#### ARBEITSAUFTRAG:
Schreibe den Text über Handys und iPads im Musikunterricht im gleichen Ton weiter und beginne direkt nach seinem letzten Satz.

#### AUSGANGSTEXT:
Man nehme eine Geige plus Bogen (oder ein anderes Musikinstrument), Notenständer, Noten und Bleistift. Mehr braucht es nicht für den Musikunterricht. Oder doch? Sollen die Handys aus dem Unterricht verbannt werden, weil ohnehin viel zu viel Zeit damit verrinnt, oder gibt es Möglichkeiten, sie sinnvoll und kreativ im Unterricht einzusetzen – Stichwort „Medienerziehung“?
Mit dem Handy tragen inzwischen fast alle Schüler*innen einen kleinen Computer mit sich herum und sind als „Digital Natives“ absolut versiert im Umgang damit. Das iPad hat in viele allgemeinbildende Schulen Einzug gehalten und kann also auch im Musikunterricht weit mehr genutzt werden, als lediglich Lebensdaten von Komponisten oder Ähnliches damit zu recherchieren. Die allermeisten Schüler*innen haben Zugang zu einem Laptop oder PC.

#### DATENSÄTZE:
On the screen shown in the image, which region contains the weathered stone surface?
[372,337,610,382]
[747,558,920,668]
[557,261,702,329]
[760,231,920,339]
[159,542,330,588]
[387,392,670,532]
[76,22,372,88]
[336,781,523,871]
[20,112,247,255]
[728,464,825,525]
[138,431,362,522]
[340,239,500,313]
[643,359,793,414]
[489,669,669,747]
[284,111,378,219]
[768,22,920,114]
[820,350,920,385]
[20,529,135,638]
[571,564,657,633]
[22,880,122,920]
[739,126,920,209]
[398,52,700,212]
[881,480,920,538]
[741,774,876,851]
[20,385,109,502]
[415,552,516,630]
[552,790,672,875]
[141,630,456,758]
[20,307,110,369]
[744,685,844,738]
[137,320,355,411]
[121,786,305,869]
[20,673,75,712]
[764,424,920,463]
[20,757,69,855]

#### SCHRIFTLICHE ANTWORT:
Ohne Frage: Auf die Pandemie hätten wir wohl alle gerne verzichtet. In Sachen Nutzung digitaler Medien haben vor allem die Lockdowns ein Umdenken im Bereich der Unterrichtsmethoden bewirkt, denn die Methoden aus dem analogen Musikunterricht führen am Bildschirm wohl eher zu Frustrationen. Wie wäre es, mit Lust die Möglichkeiten zu nutzen, die ein orts- und zeitunabhängiges Lernen mit Hilfe digitaler Medien ermöglicht? Wird es am Ende nicht sogar dem Lernenden besser gerecht als die einseitige Perspektive eines Lehrenden? Der Gedanke eines „offenen Unterrichts“ oder Freiarbeit in einer vorbereiteten Lernumgebung ist schließlich nicht neu.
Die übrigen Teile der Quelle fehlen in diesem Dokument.